----- DOCUMENT EXTRACT -----
Speech/statement | Date: 2016-04-19 | Ministry of Health and Care Services
Excellences, panelists, ladies and gentlemen,
I welcome you to this side-event on a topic of importance to Norway's government.
Norway is pleased to organize this event with the Pompidou Group of the Council of Europe.
The UNGASS preparatory work clearly demonstrated the need to address the complexities of the world drug problem system-wide in the UN, as well as in the regional institutions and on the national level.
Human rights must inspire all our work on drugs. I am pleased to note that human rights are reflected in the outcome document, although Norway would have liked to see stronger language in many areas.
We regret that it was not possible to agree on language on the death penalty. Norway strongly opposes the death penalty and will continue to work for its abolition worldwide.
It is always good to remind ourselves that human rights are the rights of individuals regardless of color, creed or gender. Regardless of a person’s status in society.
Governments are responsible for securing these rights for their people. Let me in this context quote from the speech of the High Commissioner of Human Rights at last month’s high level segment of the Human Rights Council:
“To erode the right of all members of society to participate fully in decision-making is to undermine the foundation of which every State stands: its service to its people”.
Ladies and gentlemen,
This service also covers people who suffer from the harms of drug use, those who need access to controlled medicines to treat mental and neurological illnesses, and the terminally ill who need controlled medicines for pain relief and palliative care.
-----
## REQUIRED ACTION
According to the Norwegian ministry statement, with which organization is Norway organizing the side-event?
----- STORED DATA -----
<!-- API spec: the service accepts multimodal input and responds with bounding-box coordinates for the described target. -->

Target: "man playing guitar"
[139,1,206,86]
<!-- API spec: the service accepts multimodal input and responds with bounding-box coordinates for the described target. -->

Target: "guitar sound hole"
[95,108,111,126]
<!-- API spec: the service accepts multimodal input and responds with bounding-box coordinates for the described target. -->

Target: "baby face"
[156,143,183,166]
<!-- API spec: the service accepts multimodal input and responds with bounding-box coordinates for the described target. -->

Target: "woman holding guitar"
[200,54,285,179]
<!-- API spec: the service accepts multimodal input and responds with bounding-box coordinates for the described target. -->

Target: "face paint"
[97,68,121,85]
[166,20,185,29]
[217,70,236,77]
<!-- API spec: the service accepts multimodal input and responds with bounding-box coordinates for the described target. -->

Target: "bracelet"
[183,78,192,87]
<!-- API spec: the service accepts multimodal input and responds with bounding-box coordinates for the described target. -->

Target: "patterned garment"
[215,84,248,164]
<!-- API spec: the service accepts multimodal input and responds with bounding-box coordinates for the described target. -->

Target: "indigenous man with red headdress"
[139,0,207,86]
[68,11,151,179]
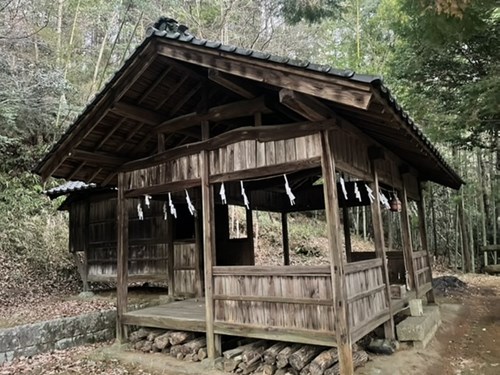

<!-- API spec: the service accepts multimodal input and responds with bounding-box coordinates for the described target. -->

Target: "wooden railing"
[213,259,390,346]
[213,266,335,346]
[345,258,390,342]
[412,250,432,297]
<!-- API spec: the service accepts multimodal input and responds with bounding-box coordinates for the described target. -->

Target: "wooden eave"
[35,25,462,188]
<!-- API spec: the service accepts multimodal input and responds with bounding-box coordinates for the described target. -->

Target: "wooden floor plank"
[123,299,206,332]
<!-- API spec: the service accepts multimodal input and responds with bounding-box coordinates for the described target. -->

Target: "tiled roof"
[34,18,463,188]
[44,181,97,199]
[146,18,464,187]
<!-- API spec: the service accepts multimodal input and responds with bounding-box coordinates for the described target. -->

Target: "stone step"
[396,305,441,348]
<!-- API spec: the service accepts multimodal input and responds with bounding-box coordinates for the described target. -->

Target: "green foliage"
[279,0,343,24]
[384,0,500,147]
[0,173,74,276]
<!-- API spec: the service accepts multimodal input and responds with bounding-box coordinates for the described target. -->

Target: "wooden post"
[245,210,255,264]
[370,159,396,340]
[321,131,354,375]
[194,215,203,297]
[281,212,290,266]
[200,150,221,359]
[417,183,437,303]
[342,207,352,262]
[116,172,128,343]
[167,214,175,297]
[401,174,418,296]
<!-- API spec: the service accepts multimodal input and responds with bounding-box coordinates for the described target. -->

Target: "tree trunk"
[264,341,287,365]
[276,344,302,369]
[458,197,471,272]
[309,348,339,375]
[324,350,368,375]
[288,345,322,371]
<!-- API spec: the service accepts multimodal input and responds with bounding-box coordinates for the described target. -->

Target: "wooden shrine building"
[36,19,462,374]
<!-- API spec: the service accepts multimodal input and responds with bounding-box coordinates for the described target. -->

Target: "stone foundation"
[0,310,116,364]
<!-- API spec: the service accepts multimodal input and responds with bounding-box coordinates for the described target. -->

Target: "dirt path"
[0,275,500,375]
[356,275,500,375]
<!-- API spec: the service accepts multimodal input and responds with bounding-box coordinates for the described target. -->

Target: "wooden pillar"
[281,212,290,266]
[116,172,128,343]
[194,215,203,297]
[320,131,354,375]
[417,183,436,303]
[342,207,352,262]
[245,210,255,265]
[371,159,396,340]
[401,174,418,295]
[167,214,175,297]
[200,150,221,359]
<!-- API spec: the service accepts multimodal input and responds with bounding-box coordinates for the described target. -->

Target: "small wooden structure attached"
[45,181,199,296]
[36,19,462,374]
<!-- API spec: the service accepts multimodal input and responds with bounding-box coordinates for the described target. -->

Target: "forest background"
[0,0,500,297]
-----
## TASK ANSWER
The Pompidou Group of the Council of Europe.